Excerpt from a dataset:

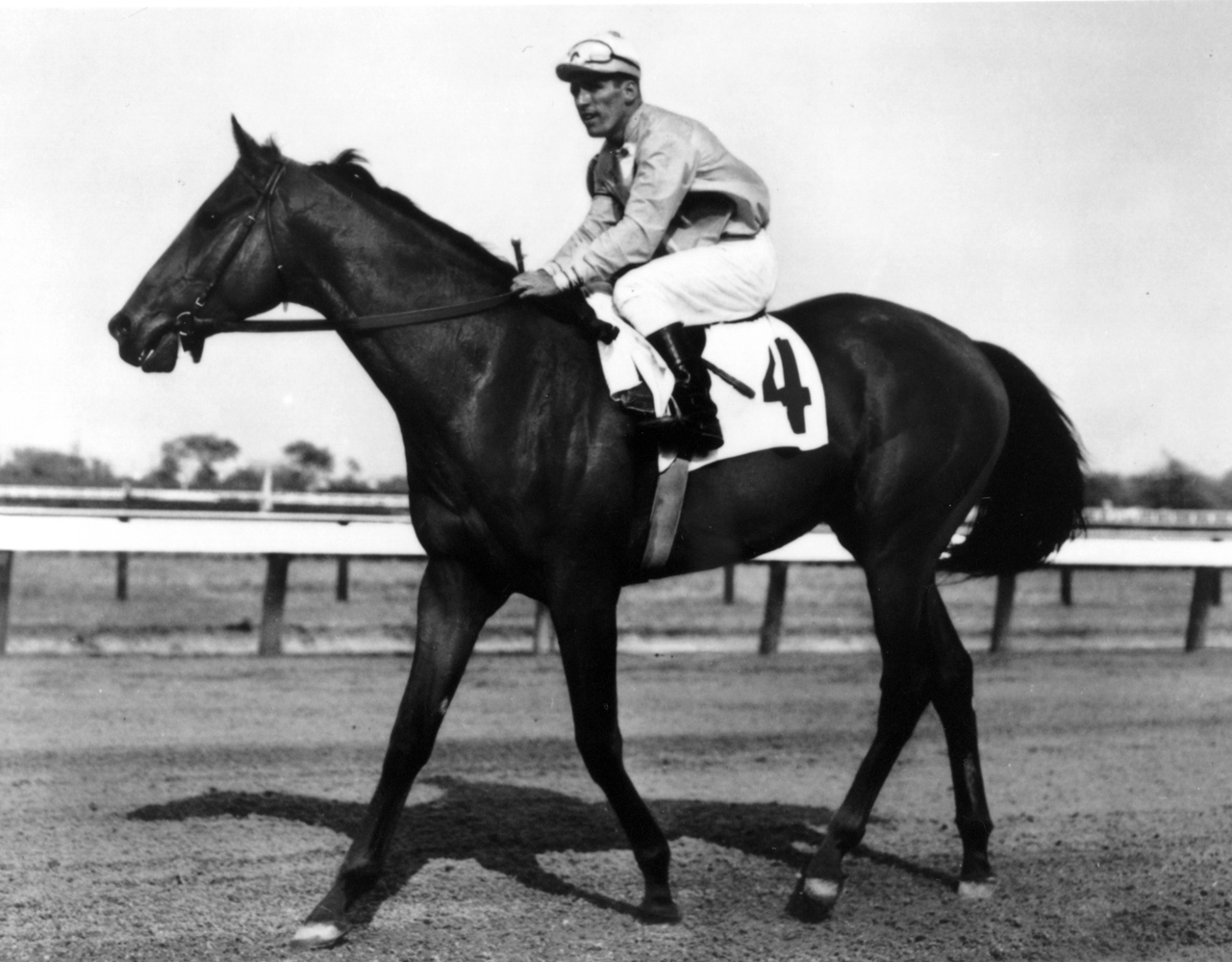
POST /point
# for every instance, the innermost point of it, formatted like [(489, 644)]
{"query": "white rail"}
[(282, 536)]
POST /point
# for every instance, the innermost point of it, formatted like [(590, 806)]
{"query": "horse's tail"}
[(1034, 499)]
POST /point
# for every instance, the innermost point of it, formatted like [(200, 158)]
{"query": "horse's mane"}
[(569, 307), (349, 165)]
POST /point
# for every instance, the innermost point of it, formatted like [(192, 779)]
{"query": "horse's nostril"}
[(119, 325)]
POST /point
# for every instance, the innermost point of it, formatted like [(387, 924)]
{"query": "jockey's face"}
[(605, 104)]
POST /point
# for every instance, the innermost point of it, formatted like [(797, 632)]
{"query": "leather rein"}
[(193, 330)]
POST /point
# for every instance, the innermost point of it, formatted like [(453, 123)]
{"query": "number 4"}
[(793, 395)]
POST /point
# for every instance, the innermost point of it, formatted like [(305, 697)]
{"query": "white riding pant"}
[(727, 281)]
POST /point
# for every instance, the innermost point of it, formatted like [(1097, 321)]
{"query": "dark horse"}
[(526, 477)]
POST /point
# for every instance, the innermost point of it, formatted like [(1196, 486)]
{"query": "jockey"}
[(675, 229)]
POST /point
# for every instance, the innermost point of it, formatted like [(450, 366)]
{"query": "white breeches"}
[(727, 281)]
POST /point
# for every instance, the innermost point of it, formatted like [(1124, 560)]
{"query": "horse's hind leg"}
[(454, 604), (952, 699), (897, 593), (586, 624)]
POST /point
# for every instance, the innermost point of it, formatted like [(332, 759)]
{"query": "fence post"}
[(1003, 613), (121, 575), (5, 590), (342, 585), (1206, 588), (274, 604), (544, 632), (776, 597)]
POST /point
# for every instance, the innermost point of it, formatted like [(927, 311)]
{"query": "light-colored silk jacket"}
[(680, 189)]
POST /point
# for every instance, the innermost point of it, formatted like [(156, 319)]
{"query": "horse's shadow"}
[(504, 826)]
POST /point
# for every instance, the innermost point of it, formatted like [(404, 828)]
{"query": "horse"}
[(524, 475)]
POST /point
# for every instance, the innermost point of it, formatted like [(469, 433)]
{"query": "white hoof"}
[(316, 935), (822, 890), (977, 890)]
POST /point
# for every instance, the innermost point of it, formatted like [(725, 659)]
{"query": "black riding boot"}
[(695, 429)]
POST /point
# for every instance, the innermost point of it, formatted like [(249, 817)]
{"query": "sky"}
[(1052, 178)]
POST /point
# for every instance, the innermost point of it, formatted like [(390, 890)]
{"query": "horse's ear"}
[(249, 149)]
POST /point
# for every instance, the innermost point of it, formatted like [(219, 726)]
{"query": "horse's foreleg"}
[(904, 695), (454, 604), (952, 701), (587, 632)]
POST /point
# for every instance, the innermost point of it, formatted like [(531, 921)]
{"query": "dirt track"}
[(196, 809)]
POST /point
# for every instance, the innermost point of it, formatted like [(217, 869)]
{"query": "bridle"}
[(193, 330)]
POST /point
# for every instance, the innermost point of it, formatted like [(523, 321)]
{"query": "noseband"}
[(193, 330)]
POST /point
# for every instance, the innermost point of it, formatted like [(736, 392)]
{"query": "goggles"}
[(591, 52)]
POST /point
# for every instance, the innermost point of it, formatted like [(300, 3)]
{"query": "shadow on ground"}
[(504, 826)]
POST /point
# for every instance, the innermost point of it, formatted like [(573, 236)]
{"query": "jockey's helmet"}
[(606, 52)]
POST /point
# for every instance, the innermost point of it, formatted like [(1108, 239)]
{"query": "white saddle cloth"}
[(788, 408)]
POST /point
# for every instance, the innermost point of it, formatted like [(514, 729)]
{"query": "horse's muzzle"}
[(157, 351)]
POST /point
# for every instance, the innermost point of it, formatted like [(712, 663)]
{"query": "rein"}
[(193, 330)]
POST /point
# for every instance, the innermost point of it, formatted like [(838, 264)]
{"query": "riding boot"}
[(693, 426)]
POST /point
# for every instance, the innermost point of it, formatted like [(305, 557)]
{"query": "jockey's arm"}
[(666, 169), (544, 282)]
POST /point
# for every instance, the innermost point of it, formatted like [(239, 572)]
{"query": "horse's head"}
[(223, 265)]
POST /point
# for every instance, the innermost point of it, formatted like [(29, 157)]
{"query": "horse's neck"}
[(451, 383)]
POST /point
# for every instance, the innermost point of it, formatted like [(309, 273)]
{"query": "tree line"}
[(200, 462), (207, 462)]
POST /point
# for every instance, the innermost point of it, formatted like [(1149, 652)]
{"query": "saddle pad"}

**The request**
Please render every line of the data above as a Markdown table with the columns Row and Line, numbering the rows in order and leaving out blank lines. Omit the pictures.

**The answer**
| Row | Line |
|---|---|
| 1 | POST /point |
| 2 | # for every instance, the innermost point of it, formatted like [(489, 644)] |
| 3 | {"query": "white rail"} |
| 4 | [(282, 536)] |
| 5 | POST /point |
| 6 | # for every instance, the innermost point of it, formatted like [(590, 806)] |
| 7 | {"query": "horse's tail"} |
| 8 | [(1034, 499)] |
| 9 | POST /point |
| 10 | # for every instance, the innermost point of it, formatted like [(200, 158)] |
| 11 | {"query": "horse's mane"} |
| 12 | [(569, 307), (349, 165)] |
| 13 | POST /point |
| 14 | # for every instance, the innermost point of it, formatted like [(192, 779)] |
| 15 | {"query": "horse's nostril"} |
| 16 | [(119, 325)] |
| 17 | POST /point |
| 18 | # for every instance, the innermost point of it, formatted like [(387, 924)] |
| 19 | {"query": "jockey's face"} |
| 20 | [(605, 104)] |
| 21 | POST /point |
| 22 | # for every instance, the innermost point of it, formatted like [(797, 632)] |
| 23 | {"query": "leather rein"} |
| 24 | [(193, 330)] |
| 25 | POST /point |
| 26 | # for every instance, the innermost point of it, formatted like [(453, 123)] |
| 27 | {"query": "number 4"} |
| 28 | [(793, 395)] |
| 29 | POST /point |
| 30 | # for every instance, the innermost point of it, formatted like [(305, 697)] |
| 31 | {"query": "white riding pant"} |
| 32 | [(727, 281)] |
| 33 | POST /point |
| 34 | # for every instance, the innermost point of it, formatted like [(1097, 321)] |
| 35 | {"query": "dark horse"} |
| 36 | [(526, 477)] |
| 37 | POST /point |
| 38 | # for every instance, the innermost point of it, formatted like [(1196, 486)] |
| 39 | {"query": "jockey"} |
| 40 | [(675, 229)] |
| 41 | POST /point |
| 42 | # for every instance, the innermost point of it, formatted like [(450, 366)] |
| 43 | {"query": "white breeches"} |
| 44 | [(727, 281)] |
| 45 | POST /point |
| 46 | # for every instance, the innermost point of it, formatted like [(1124, 560)] |
| 47 | {"query": "horse's hind leg"} |
| 48 | [(454, 604), (952, 699), (897, 593), (586, 624)] |
| 49 | POST /point |
| 50 | # for every instance, the innermost point of it, formatted like [(332, 759)] |
| 51 | {"query": "fence post"} |
| 52 | [(1003, 613), (121, 575), (5, 590), (342, 585), (1206, 588), (274, 604), (544, 632), (776, 597)] |
| 53 | POST /point |
| 54 | # for every instance, the innermost point of it, formatted like [(927, 311)] |
| 55 | {"query": "light-colored silk jacket"} |
| 56 | [(680, 189)] |
| 57 | POST /point |
| 58 | # for every instance, the innermost point of it, formatted like [(156, 319)] |
| 59 | {"query": "horse's shadow"} |
| 60 | [(504, 826)] |
| 61 | POST /point |
| 62 | # for every instance, the innermost point of it, formatted like [(404, 828)] |
| 63 | {"query": "horse"} |
| 64 | [(524, 475)] |
| 65 | POST /point |
| 66 | # for every instance, the innermost point of it, formatted like [(469, 433)] |
| 67 | {"query": "white hoof"} |
| 68 | [(316, 935), (822, 890), (977, 890)] |
| 69 | POST /point |
| 70 | # for every instance, the innermost point of it, formatted like [(725, 659)] |
| 71 | {"query": "black riding boot"} |
| 72 | [(695, 429)] |
| 73 | POST /point |
| 74 | # for every instance, the innermost point of it, formatted like [(249, 817)] |
| 75 | {"query": "sky"} |
| 76 | [(1052, 178)] |
| 77 | POST /point |
| 78 | # for every instance, the innermost point of it, formatted like [(390, 890)] |
| 79 | {"query": "horse's ear"} |
| 80 | [(249, 149)] |
| 81 | POST /point |
| 82 | # for every instance, the innermost point of it, formatted like [(219, 726)] |
| 83 | {"query": "horse's foreleg"} |
| 84 | [(904, 695), (454, 604), (952, 701), (587, 632)] |
| 85 | POST /point |
| 86 | # for every instance, the innermost point of it, formatted like [(531, 921)] |
| 87 | {"query": "dirt track"} |
| 88 | [(196, 809)] |
| 89 | POST /point |
| 90 | # for every instance, the innermost point of it, formatted like [(217, 869)] |
| 91 | {"query": "bridle"} |
| 92 | [(193, 330)] |
| 93 | POST /point |
| 94 | # for every instance, the innermost point of it, formatted like [(523, 321)] |
| 95 | {"query": "noseband"} |
| 96 | [(193, 330)] |
| 97 | POST /point |
| 98 | # for every instance, the innermost point of it, formatted like [(736, 392)] |
| 99 | {"query": "goggles"} |
| 100 | [(591, 52)] |
| 101 | POST /point |
| 102 | # for every instance, the innermost point of it, formatted like [(300, 3)] |
| 103 | {"query": "shadow on ground"} |
| 104 | [(504, 826)] |
| 105 | POST /point |
| 106 | # for every instance, the innermost point of it, formatted like [(573, 236)] |
| 107 | {"query": "jockey's helmet"} |
| 108 | [(606, 52)] |
| 109 | POST /point |
| 110 | # for every instance, the innermost point of it, formatted like [(1108, 239)] |
| 111 | {"query": "white saddle cloth"} |
| 112 | [(788, 408)] |
| 113 | POST /point |
| 114 | # for every instance, the innermost point of it, formatted like [(514, 729)] |
| 115 | {"query": "horse's muzzle"} |
| 116 | [(157, 351)] |
| 117 | POST /point |
| 118 | # for every instance, the innermost point of it, formatted like [(712, 663)] |
| 119 | {"query": "rein"} |
| 120 | [(193, 330)] |
| 121 | POST /point |
| 122 | # for every instance, the innermost point of it, formatted like [(838, 264)] |
| 123 | {"query": "riding boot"} |
| 124 | [(693, 426)] |
| 125 | POST /point |
| 126 | # for every instance, the innermost point of it, formatted like [(305, 557)] |
| 127 | {"query": "jockey's arm"} |
| 128 | [(666, 169), (544, 282)] |
| 129 | POST /point |
| 130 | # for every instance, the innermost point of it, formatted like [(239, 572)] |
| 131 | {"query": "horse's head"} |
| 132 | [(223, 265)] |
| 133 | POST /point |
| 134 | # for every instance, the innermost point of it, formatted like [(29, 157)] |
| 135 | {"query": "horse's neck"} |
| 136 | [(451, 383)] |
| 137 | POST /point |
| 138 | # for every instance, the innermost point of it, formatted like [(309, 273)] |
| 139 | {"query": "tree line"} |
| 140 | [(200, 462), (207, 462)] |
| 141 | POST /point |
| 142 | # for every instance, the innermost point of it, formatted like [(1149, 652)] |
| 143 | {"query": "saddle pad"} |